Consigne:
D'après le texte sur l'hermaphrodisme sous l'Ancien Régime, quels genres légaux le système juridique de la France moderne reconnaissait-il ?

Texte de l'exercice:
· · ·

La société française d’Ancien Régime (XVIe‑XVIIIe siècles) était régie selon une stricte et inflexible dichotomie de genre structurant l’ensemble des familles et de la société selon l’idéal patriarcal de la monarchie française1. Le système juridique de la France moderne ne reconnait que deux genres légaux : le masculin et le féminin. Toute transgression aux normes, lois et traditions genrées devait donc être poursuivie et, au besoin, réprimée par les autorités judiciaires compétentes. L’hermaphrodisme, véritable « incarnation du doute, du double fait un ou de l’un fait double, du même et de l’autre »2, représente une image forte de transgression de la norme et de la loi en se situant à la frontière délimitant les genres définis juridiquement, ce que les différents acteurs judiciaires ne peuvent tolérer.
Pour ce mémoire, nous avons étudié les discours des professionnels du droit de la France d’Ancien Régime sur l’hermaphrodisme pour cerner les réactions du système de justice et de ses acteurs face aux défis que représentait l’hermaphrodisme, et ainsi circonscrire les constructions juridiques de la féminité et de la masculinité. Les professionnels du droit refusaient de considérer l’existence tant théorique que réelle de l’hermaphrodisme, mais reconnaissaient que certains individus pouvaient posséder une anatomie ambigüe pouvant les « tromper » sur leur véritable identité juridique. De ce fait, ils affirmaient qu’il était de leur responsabilité juridique et sociale d’attribuer un genre juridique à ces individus par l’instruction d’un procès en les accusant d’avoir enfreint les lois genrées du Royaume de France par leurs comportements sexuels et amoureux (accusations de sodomie et de profanation du sacrement de mariage), ou par leur apparence vestimentaire (accusations de travestissement), judiciarisant ainsi leurs actions et, indirectement, leur corps.

· · ·

(Éléments stockés)
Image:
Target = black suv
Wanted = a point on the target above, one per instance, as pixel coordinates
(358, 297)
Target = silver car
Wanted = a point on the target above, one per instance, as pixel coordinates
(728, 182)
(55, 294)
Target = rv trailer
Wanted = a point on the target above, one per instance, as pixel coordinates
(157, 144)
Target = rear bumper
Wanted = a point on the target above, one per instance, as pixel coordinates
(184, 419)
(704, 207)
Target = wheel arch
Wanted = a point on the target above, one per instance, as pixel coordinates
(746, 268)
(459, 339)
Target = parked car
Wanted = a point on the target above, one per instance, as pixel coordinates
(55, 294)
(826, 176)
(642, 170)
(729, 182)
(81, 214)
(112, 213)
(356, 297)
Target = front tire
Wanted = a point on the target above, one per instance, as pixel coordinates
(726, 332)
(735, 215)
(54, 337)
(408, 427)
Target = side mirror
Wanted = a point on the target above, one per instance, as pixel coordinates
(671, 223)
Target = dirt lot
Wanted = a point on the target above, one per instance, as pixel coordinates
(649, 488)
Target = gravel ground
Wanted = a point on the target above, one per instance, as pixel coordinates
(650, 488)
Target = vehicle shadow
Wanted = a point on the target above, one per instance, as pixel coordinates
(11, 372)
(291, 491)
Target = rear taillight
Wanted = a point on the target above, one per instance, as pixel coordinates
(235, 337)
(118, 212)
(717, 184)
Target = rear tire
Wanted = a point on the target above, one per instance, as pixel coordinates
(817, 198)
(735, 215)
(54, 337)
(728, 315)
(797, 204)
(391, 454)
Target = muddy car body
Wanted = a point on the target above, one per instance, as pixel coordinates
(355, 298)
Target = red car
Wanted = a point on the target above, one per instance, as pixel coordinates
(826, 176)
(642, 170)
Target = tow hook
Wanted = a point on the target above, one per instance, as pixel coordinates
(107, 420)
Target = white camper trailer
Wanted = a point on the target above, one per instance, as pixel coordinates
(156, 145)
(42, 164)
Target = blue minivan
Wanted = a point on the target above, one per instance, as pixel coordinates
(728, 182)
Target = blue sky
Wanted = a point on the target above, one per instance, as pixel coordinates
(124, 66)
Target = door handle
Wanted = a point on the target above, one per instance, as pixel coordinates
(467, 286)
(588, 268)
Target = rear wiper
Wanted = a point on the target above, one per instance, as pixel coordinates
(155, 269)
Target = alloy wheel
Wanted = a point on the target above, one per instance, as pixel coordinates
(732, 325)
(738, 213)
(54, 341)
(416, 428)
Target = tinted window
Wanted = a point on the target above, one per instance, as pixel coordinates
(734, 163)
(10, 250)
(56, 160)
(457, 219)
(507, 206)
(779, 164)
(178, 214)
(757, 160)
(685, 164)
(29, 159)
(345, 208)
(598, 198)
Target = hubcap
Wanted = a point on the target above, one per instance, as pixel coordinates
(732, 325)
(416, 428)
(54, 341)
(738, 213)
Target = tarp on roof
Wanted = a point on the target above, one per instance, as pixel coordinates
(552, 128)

· · ·

Réponse:
Deux seulement : le masculin et le féminin.